→ **WORK INSTRUCTIONS**
Carry on the article about when people infected with Covid become contagious, starting right after its last line.

→ **SUPPLIED TEXT**
Despite the lifting of all Covid restrictions in England from next week, the pandemic is far from over.

Prime Minister Boris Johnson has warned Brits not to have “a great jubilee” after restrictions are lifted on 19 July.

On the easing of restrictions, He said: “It is absolutely vital that we proceed now with caution and I cannot say this powerfully or emphatically enough – this pandemic is not over.”

He added: “I generally urge everyone to keep thinking of others and to consider the risks.”

So if you are infected with the virus how soon after will you start to be contagious?

The time from exposure to the virus before symptoms appear (known as the incubation period) is thought to be between two to 14 days.

But symptoms normally appear within four or five days after exposure.

If someone is infected with Covid they may start to become contagious within 48 hours before starting to experience symptoms.

This is concerning as Harvard Medical School say people may be most likely to spread Covid to others during the 48 hours before they develop symptoms.

That is one of the reasons Brits have been urged to get regular Covid tests, as you might be infected with the virus and be unknowingly spreading it to others before your symptoms develop.

The NHS say: “About one in three people with COVID-19 do not have symptoms but can still infect others.

“This is why everyone is advised to get tested regularly.”

What should you do if you think you have Covid?

→ **DATASET CONTENT**
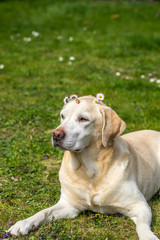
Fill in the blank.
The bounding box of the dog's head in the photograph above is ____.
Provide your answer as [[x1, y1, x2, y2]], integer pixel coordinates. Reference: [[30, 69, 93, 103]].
[[52, 96, 126, 151]]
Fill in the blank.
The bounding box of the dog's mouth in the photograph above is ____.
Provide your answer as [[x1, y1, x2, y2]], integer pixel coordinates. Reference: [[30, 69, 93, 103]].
[[53, 142, 67, 151], [52, 141, 82, 153]]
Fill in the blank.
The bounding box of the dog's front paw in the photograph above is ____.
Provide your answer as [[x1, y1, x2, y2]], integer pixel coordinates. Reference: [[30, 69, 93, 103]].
[[7, 219, 35, 236]]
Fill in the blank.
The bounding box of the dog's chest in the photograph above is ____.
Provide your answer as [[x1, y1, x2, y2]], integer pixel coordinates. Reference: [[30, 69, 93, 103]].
[[61, 172, 117, 213]]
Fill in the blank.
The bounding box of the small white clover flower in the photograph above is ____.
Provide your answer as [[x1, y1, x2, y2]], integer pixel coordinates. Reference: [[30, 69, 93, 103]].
[[32, 31, 39, 37], [69, 37, 73, 42], [0, 64, 5, 69], [141, 75, 145, 79], [70, 94, 78, 99], [116, 72, 121, 77], [149, 78, 156, 82], [57, 36, 63, 40], [69, 56, 75, 61], [63, 97, 69, 104], [93, 98, 99, 103], [156, 79, 160, 84], [68, 61, 72, 65], [23, 37, 32, 42], [96, 93, 104, 101], [10, 35, 14, 41], [58, 57, 63, 62]]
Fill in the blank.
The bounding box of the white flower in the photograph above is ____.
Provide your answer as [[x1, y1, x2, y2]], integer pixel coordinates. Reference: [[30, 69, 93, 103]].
[[32, 31, 39, 37], [63, 97, 69, 104], [23, 37, 32, 42], [10, 35, 14, 41], [116, 72, 121, 77], [156, 79, 160, 84], [70, 94, 78, 99], [83, 27, 87, 31], [58, 57, 63, 62], [0, 64, 5, 69], [57, 36, 63, 40], [96, 93, 104, 101], [69, 37, 73, 42], [149, 78, 156, 82], [141, 75, 145, 78], [69, 56, 75, 61], [93, 98, 98, 103]]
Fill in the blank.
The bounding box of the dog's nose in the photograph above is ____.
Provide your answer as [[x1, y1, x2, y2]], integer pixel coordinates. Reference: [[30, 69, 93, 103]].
[[53, 127, 66, 141]]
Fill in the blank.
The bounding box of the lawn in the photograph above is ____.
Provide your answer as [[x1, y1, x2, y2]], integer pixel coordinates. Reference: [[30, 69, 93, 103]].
[[0, 0, 160, 240]]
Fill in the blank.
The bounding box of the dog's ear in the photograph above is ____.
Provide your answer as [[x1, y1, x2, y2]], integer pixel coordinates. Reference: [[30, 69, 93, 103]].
[[101, 107, 126, 147]]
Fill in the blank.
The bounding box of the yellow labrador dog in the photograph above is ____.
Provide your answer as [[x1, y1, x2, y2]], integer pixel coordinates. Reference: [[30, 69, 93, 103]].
[[8, 96, 160, 240]]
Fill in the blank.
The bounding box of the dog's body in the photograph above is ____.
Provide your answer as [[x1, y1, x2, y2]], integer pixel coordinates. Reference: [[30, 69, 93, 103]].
[[9, 96, 160, 240]]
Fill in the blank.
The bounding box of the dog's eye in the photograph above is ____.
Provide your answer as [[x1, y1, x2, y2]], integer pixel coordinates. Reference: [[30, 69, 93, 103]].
[[61, 114, 64, 120], [79, 117, 89, 122]]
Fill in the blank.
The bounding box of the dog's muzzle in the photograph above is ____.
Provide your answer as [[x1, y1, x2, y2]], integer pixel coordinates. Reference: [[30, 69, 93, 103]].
[[52, 127, 66, 147]]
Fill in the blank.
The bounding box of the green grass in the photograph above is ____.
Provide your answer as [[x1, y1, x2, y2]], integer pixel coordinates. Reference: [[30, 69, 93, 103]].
[[0, 0, 160, 240]]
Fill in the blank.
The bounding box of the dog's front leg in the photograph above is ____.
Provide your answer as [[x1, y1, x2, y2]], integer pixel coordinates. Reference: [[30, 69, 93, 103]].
[[7, 200, 80, 236], [129, 201, 158, 240]]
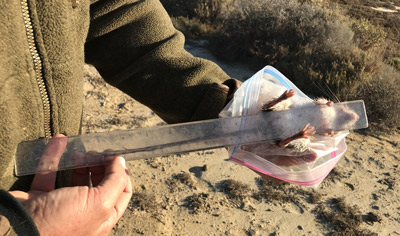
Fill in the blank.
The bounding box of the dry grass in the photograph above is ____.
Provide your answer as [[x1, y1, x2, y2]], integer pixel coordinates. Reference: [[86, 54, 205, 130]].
[[162, 0, 400, 131]]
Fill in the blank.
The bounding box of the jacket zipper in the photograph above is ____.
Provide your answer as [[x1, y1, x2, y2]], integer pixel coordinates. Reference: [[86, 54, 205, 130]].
[[21, 0, 51, 138]]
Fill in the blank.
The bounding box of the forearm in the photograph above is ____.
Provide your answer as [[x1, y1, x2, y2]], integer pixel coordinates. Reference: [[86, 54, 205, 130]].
[[86, 0, 239, 123]]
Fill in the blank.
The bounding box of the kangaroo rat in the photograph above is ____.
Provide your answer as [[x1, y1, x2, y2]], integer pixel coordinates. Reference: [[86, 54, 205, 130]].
[[241, 89, 359, 166]]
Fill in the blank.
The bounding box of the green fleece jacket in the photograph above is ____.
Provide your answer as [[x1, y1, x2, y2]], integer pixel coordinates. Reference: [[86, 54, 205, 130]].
[[0, 0, 239, 190]]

→ **YOUR RESPONSE**
If you have symptoms of Covid or have been into contact with someone who has tested positive the NHS says:

Get a PCR test (a test that is sent to a lab) to check if you have COVID-19 as soon as possible.

You and anyone you live with should stay at home and not have visitors until you get your test result – only leave your home to have a test.

Anyone in your childcare or support bubble should also stay at home if you have been in close contact with them since your symptoms started or during the 48 hours before they started.

If you are pinged by the NHS app it is your legal duty to self-isolate even if you have not developed Covid symptoms.

Transport secretary Grant Shapps has warned Brits not to ignore the NHS Covid app alerts, if it orders for them to self-isolate.

He told BBC Radio 4’s Today programme: “You shouldn’t ignore this because it is vital information.

“People should want to know if they have been in contact with somebody with coronavirus.

“You don’t want to be spreading it around. It can still harm people.”